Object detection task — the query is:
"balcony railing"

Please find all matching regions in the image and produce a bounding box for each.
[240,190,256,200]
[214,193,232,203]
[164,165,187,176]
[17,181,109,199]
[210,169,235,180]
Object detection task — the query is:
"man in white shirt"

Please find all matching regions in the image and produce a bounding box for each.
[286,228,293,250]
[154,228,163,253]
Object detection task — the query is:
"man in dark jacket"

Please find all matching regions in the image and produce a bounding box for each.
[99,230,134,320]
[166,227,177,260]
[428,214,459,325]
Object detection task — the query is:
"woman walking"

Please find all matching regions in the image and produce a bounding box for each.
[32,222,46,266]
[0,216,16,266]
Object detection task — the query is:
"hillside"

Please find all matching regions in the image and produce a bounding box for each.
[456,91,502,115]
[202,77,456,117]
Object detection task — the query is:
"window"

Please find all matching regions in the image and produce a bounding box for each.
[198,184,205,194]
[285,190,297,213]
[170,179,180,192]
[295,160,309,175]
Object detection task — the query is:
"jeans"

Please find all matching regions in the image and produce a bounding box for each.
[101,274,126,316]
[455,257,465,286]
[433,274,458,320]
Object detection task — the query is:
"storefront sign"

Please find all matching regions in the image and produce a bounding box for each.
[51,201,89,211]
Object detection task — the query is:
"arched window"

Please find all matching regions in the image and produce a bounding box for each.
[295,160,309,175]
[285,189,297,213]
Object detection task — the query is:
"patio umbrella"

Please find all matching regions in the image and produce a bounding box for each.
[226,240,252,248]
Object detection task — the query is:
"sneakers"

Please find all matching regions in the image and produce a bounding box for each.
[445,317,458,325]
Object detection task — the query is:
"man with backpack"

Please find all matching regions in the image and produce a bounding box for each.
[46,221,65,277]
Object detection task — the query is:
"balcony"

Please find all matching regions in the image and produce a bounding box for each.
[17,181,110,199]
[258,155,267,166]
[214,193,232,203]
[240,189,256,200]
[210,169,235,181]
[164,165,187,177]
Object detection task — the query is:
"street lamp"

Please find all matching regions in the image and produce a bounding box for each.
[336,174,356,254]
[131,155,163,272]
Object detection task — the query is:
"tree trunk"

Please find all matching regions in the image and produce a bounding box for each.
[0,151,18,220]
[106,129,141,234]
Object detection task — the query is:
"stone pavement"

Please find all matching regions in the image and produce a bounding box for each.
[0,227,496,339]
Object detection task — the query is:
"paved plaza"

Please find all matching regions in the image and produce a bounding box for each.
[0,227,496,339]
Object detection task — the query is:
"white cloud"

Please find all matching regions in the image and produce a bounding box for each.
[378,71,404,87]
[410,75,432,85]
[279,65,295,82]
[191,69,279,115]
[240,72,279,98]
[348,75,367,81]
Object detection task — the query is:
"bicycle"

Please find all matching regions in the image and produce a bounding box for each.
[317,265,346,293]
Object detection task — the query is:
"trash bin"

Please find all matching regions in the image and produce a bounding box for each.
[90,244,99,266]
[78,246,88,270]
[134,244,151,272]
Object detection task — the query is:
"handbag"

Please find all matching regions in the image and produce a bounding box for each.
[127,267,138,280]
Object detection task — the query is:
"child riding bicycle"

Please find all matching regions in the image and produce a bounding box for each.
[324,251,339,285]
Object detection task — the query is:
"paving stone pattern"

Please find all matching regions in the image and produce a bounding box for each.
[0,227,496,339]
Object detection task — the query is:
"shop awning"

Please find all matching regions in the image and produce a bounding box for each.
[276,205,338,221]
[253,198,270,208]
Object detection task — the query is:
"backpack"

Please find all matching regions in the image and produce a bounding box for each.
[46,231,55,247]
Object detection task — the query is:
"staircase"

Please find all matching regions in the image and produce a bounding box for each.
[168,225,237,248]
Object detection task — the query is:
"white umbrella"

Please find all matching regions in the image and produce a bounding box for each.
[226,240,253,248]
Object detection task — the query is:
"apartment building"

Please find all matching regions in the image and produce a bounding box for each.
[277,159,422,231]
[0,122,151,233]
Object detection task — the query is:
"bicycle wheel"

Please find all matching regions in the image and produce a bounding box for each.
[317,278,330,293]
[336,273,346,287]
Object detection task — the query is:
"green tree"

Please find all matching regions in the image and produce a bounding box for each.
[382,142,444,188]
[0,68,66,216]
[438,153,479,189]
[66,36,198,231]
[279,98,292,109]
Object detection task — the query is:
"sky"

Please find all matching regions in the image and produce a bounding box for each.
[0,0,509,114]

● INSTRUCTION
Begin at the first line of the rows and stop after the line that contains "[210,169,235,180]". Write out those lines again in full, request text included, and shift every bounding box coordinate up by 133.

● RESPONSE
Object detection task — the query is:
"balcony railing"

Please find all matching regions in the image and produce a bounding box for each.
[373,323,389,333]
[347,326,365,336]
[297,298,320,309]
[150,314,242,332]
[343,302,368,313]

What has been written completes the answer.